**What you will do**
Set each record down exactly, excluding all images.
'''
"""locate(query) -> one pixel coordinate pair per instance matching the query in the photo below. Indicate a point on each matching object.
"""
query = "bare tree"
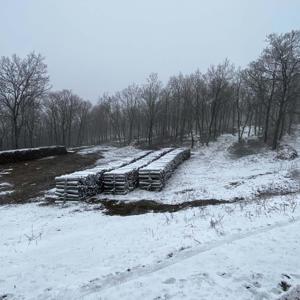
(22, 81)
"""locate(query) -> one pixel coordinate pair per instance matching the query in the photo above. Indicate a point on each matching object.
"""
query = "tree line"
(263, 97)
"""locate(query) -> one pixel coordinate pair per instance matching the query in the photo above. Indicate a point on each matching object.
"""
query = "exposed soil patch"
(244, 148)
(29, 179)
(122, 208)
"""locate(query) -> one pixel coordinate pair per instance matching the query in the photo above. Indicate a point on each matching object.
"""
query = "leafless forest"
(264, 97)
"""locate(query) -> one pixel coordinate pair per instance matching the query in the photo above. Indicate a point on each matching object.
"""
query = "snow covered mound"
(294, 294)
(286, 152)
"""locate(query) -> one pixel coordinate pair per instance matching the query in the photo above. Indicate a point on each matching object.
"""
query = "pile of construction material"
(11, 156)
(154, 176)
(125, 179)
(82, 184)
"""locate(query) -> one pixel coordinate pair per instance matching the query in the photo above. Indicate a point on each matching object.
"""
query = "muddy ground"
(31, 178)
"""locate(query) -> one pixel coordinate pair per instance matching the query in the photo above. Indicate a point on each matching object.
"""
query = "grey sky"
(95, 46)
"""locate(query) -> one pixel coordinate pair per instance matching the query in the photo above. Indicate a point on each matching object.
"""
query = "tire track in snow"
(116, 280)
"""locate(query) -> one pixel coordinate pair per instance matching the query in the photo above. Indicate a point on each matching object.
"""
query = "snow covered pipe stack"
(154, 176)
(125, 179)
(82, 184)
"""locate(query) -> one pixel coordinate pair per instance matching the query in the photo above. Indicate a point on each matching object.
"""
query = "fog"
(96, 46)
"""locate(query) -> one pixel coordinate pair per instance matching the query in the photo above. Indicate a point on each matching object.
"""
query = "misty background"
(92, 47)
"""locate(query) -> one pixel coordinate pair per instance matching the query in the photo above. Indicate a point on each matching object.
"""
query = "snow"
(141, 162)
(212, 173)
(75, 252)
(114, 158)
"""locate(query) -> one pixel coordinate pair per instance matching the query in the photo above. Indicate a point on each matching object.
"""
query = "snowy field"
(245, 249)
(212, 173)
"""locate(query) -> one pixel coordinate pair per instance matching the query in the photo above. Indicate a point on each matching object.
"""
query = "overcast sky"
(95, 46)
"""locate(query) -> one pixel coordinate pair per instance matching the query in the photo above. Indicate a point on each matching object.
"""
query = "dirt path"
(29, 179)
(98, 285)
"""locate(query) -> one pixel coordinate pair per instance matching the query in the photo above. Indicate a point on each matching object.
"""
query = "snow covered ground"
(241, 250)
(212, 173)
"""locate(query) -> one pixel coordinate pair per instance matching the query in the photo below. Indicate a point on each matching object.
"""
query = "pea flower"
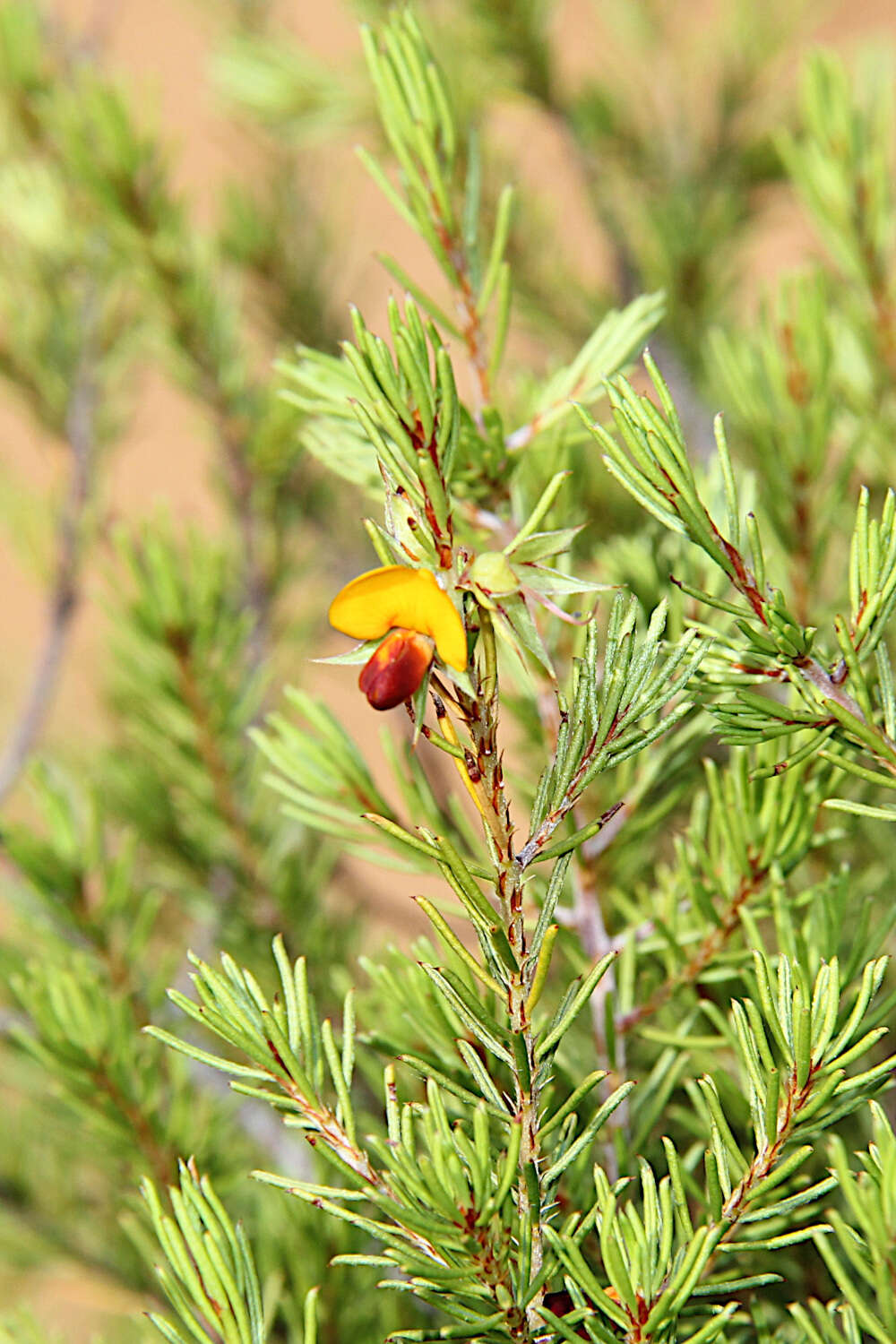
(418, 621)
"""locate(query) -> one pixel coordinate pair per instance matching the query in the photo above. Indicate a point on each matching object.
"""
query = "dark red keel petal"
(395, 669)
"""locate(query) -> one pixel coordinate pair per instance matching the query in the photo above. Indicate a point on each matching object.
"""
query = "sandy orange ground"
(161, 48)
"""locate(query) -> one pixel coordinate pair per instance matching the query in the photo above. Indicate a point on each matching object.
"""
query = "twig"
(66, 588)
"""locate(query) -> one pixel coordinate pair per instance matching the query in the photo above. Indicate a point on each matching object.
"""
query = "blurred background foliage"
(179, 206)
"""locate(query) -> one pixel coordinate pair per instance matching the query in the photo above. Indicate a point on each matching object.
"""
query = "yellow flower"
(400, 599)
(416, 616)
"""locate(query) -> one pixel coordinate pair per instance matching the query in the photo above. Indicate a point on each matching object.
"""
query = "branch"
(66, 588)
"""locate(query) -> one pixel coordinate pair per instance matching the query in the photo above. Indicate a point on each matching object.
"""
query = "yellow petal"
(400, 597)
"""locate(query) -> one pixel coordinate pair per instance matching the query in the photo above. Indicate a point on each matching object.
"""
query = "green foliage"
(616, 1096)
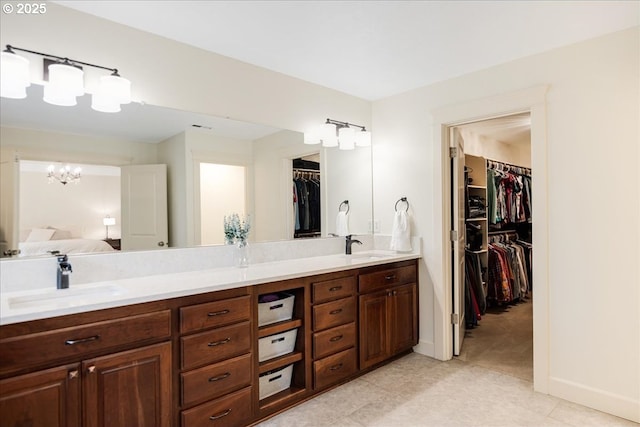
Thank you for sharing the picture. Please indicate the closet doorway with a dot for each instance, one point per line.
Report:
(492, 255)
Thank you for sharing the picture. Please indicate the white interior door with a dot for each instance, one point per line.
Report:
(9, 224)
(144, 207)
(458, 222)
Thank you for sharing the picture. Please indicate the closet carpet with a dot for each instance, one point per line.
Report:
(503, 341)
(485, 386)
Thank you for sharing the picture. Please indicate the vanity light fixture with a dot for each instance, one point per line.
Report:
(65, 175)
(65, 81)
(334, 133)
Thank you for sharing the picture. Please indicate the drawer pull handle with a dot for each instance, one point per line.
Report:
(217, 313)
(217, 417)
(220, 377)
(82, 340)
(224, 341)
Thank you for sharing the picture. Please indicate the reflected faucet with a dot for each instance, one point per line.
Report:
(64, 271)
(350, 242)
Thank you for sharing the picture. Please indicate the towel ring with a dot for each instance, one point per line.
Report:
(402, 199)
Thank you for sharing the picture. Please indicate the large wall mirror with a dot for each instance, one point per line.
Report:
(208, 167)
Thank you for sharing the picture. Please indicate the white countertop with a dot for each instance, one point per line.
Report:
(36, 304)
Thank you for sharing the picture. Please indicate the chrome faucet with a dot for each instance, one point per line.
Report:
(350, 242)
(64, 271)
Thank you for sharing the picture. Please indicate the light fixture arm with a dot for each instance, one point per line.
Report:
'''
**Solved exercise**
"""locate(query) -> one pixel coordinate pair per instance matching the query in the photo below. Indicate a point on each matching object.
"""
query = "bare tree"
(22, 81)
"""locate(query) -> one pixel coordinate pair per instance matching the query in the photo above. Indicate a point on each matching object.
"""
query = "tree line"
(263, 97)
"""locate(query) -> one pixel coordinate pair per instance matching the query in the photo above. Indicate a point on each matching object.
"""
query = "exposed soil patch"
(244, 148)
(29, 179)
(122, 208)
"""locate(query) -> one pixel coordinate pair per instance matching the query in the photo above. Indicate a point on each matching object.
"""
query = "leafless forest"
(264, 97)
"""locate(query) -> one pixel coordinate pair per instance matching the query in the photo above. Indicate a point on each matching object.
"""
query = "snow covered mound"
(294, 294)
(286, 152)
"""locate(query) -> one pixel coordinate pair per instance matching the query in the photo above. Indicate a point on each matching object.
"""
query = "pile of construction material"
(11, 156)
(154, 176)
(125, 179)
(82, 184)
"""locate(query) -> one pixel coordinate pair per instance matching the query in the photo above. Indicate a point on each matching object.
"""
query = "muddy ground"
(31, 178)
"""locate(query) -> one pixel coordinate pair per instance matching the query in the photo above. Indicate a point on each matching object.
"""
query = "grey sky"
(95, 46)
"""locate(query) -> one pixel coordinate pair per instance matching the query in the photo above. Indicate a point on each matching object.
"""
query = "tire track in snow"
(116, 280)
"""locate(query) -> one pixel coordinate pair per instance matching the query in the photo above. Indicate a point on each matching object.
"""
query = "snow covered pipe stack"
(154, 176)
(125, 179)
(82, 184)
"""locate(query) -> one pixel coordinate pair per instance matching the query in the photo above. Indicate a point on each matching object.
"""
query = "fog"
(96, 46)
"""locate(query) -> one pixel coordinate pair per instance matching the query in the photo above. Indicate a point on each matching object.
"""
query = "misty background"
(92, 47)
"""locate(query) -> one pixel coordinate pair per instance matching the query in the photo above. Indicate a point on each matching object.
"""
query = "snow"
(141, 162)
(212, 173)
(75, 252)
(114, 158)
"""locate(query) -> one pixel coordinate pair per instance matching the query in the photo above. Indicate a point on each matching object.
"""
query = "snowy field"
(245, 249)
(212, 173)
"""locate(query) -> one pixel coordinate pair per instance matching the query in the photo above. Indicate a point on each matching object.
"""
query = "overcast sky"
(95, 46)
"""locate(query) -> one pixel coordinate pair per instance matching the query in the photo above. Indicate a point on each matching object.
"""
query = "dirt path"
(29, 179)
(98, 285)
"""locate(query) -> one pixel coordinate pair per instance matching the query in the photo above. Indicate a point on each matching object.
"""
query = "snow covered ground"
(241, 250)
(212, 173)
"""locate(query) -> one pixel coordinate pair per instance matching the query in the photo below. Indicate a point on each matching object.
"""
query = "pea flower"
(418, 621)
"""locate(query) -> one pixel coordinate pair per instance matching the query in the photo above. Indicate a point on each matching object.
"""
query = "dark red keel petal"
(395, 669)
"""locate(query) -> one pixel coordinate pair per instance matching the query in the photo above. Indicate a point on each matching object.
"""
query = "sandy orange ground"
(161, 48)
"""locate(query) -> one pixel coordinate pair per instance matching the query in the photo above. Indicate a point on each matching object.
"""
query = "twig"
(66, 588)
"""locate(query) -> one pixel coordinate pair per instance matching the query in the photo above. Indicate a point on each matching object.
"""
query = "blurred background foliage"
(179, 206)
"""locate(query) -> one pixel coordinate pair per instance matching the query in the photo above. Indicate a point on each matching object.
"""
query = "yellow flower"
(400, 599)
(416, 616)
"""locate(query) -> one pixel coordinate pair per instance matching the query in the photo above. Indicate a point on each matching object.
"""
query = "branch"
(66, 588)
"""locate(query) -> one pixel coordinate pair per instance matching the query in the photo above. Indicate a point on each matching object.
"""
query = "yellow petal"
(400, 597)
"""locate(query) -> one pixel coordinate pair per instance matching the query in the photo above. Indicate a point on each matching object.
"""
query = "green foliage"
(616, 1096)
Thank you for sharing the picture. Please indicate the closet doorway with a dot for each instance, one point per line.
Report:
(492, 255)
Thank you for sharing the picture. Please indicate the white interior door with a dot for each instance, one point per line.
Report:
(9, 224)
(144, 207)
(458, 222)
Thank you for sharing the picture. Please indicate the closet carpet with a dot for each instance, one point per line.
Report:
(503, 341)
(485, 386)
Thank you for sharing the picture. Please indicate the vanity light fixture with a dot for each instance, one point per line.
Report:
(65, 175)
(65, 81)
(334, 133)
Thank you for sharing the picture. Please indicate the drawer pull handle with a dot for each instance, one point per line.
Report:
(217, 313)
(217, 417)
(220, 377)
(82, 340)
(224, 341)
Thank you for sharing the picture. Please indicate the reflected faucet with a dot for each instance, one point per line.
Report:
(64, 271)
(350, 242)
Thank you for sharing the picture. Please indicate the towel ring with a dot for each instance, one point per line.
Report:
(402, 199)
Thank you for sharing the picture. Please indicate the large wall mirror with a dot for each instance, one point per line.
Report:
(208, 167)
Thank you for sharing the picture. Please indicate the white countertop with a dot for each instance, one point per line.
Report:
(36, 304)
Thank you for sharing the picture. Please indicate the chrome faucet with a dot for each instance, one point per line.
Report:
(350, 242)
(64, 271)
Thank you for sharing the picture. Please indicate the light fixture arm with a dot for each instance, one point per line.
Report:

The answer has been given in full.